EXCERPT PROVIDED:
□ □ □
Of course, I have been gearing myself to go thru whatever it takes, come hell, come highwater. Guess I can count my lucky stars as I'm not in any pain or discomfort. Just kind of felt like purgatory today. The Waiting Place, as Dr Seuss would say. Neither here, nor there. Just impatient.
The docs, I think, sensed this, after a morning and then a midday chemo, and just let me out to roam free over to the cafe and get some real food. Gonna take in and love every minute. Now digging a lovely cafe latte on a sunny, late afternoon. Oh, the simple pleasures. Precious.
Had a good talk today with the head doc of the Oncology dept, who really helped allay the worries I was having this morning. Heck, been harboring and releasing and bck and forth for years, for that matter. He confirmed what I've known and tried to push off all these years: The donor transplant, come what may, is my best shot at getting off this crazy boat ride for a long, long time. Most importantly for me, he said, "Don't worry, we're taking a well-proven path, you're young, you're strong, you're positive, and, together, we're going to get you through just fine." [Reassuring smile] Thank you, Prof. Serve. I really needed to hear that today.
□ □ □
[Dataset entries]
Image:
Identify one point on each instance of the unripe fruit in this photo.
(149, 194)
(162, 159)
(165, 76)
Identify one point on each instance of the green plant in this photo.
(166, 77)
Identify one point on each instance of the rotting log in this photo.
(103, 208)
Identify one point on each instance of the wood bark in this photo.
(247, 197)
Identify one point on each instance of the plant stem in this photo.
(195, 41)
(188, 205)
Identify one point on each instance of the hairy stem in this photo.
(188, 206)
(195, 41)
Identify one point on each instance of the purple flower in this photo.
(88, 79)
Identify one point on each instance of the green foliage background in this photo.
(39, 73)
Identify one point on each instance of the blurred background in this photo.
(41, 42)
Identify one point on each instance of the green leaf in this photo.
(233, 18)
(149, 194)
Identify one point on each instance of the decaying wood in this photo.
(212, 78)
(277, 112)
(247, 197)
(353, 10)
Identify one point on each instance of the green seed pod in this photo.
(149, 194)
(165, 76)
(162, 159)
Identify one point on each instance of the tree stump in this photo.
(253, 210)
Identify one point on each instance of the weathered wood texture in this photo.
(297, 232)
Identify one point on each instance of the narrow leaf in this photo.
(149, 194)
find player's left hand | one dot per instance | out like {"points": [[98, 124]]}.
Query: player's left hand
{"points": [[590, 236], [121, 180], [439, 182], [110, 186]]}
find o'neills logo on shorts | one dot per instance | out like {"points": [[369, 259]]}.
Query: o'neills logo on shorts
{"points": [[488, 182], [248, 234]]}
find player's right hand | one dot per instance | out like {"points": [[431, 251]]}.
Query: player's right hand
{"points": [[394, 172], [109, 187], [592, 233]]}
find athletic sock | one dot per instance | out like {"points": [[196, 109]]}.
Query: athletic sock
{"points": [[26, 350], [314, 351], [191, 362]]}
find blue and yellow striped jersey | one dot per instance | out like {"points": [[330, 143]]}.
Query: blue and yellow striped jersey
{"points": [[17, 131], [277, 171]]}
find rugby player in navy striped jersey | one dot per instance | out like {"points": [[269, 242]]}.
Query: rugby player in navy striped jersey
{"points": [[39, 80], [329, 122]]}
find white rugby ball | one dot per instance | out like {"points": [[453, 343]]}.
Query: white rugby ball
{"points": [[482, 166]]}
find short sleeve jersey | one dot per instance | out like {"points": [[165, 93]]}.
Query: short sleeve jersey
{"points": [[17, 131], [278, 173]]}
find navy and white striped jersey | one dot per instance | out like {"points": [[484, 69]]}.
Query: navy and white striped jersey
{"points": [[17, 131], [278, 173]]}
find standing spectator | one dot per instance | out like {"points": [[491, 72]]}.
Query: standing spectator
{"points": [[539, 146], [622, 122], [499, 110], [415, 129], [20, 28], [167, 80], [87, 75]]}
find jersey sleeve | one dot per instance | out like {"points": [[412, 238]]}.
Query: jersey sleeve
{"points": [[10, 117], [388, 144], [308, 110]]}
□ □ □
TASK DESCRIPTION:
Answer these questions about the journal entry above:
1. Which phrase from Dr. Seuss does the writer use to describe how the day felt?
2. What is the writer drinking on the sunny, late afternoon?
3. According to the head doctor of the Oncology department, what is the writer's best shot at getting off "this crazy boat ride"?

THE ANSWER:
1. The Waiting Place
2. A cafe latte
3. The donor transplant